━━━━━ Dataset entries
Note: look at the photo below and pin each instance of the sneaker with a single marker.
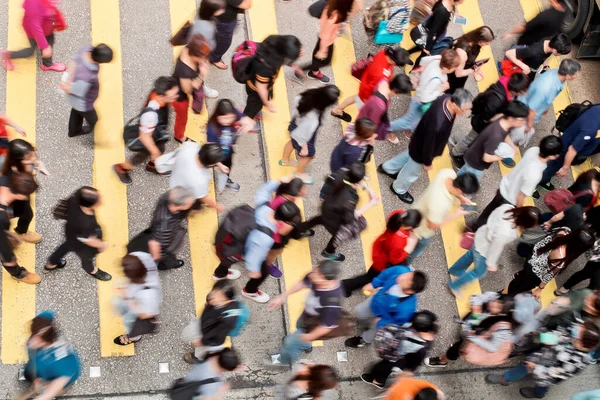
(210, 92)
(56, 67)
(259, 296)
(122, 174)
(368, 378)
(355, 342)
(319, 76)
(7, 62)
(339, 257)
(232, 274)
(435, 362)
(274, 271)
(233, 185)
(29, 237)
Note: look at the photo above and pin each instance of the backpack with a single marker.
(231, 236)
(567, 116)
(241, 61)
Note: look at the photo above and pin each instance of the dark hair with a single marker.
(424, 321)
(401, 84)
(134, 268)
(87, 196)
(550, 146)
(165, 83)
(102, 54)
(364, 128)
(22, 183)
(408, 218)
(561, 43)
(318, 99)
(516, 109)
(466, 183)
(419, 282)
(210, 154)
(524, 217)
(16, 152)
(208, 8)
(518, 83)
(39, 323)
━━━━━━━━━━
> **Task requirements**
Exactly the lines from the one containing "hair with a single marker." through the end of the entries above must be output, and no others.

> **Final answer**
Note: look at the photo above and pin each instance of the dark hair with a single marker.
(424, 321)
(401, 84)
(134, 268)
(87, 196)
(550, 146)
(165, 83)
(102, 54)
(364, 128)
(22, 183)
(408, 218)
(561, 43)
(318, 99)
(516, 109)
(466, 183)
(419, 282)
(210, 154)
(524, 217)
(16, 152)
(208, 8)
(518, 83)
(39, 323)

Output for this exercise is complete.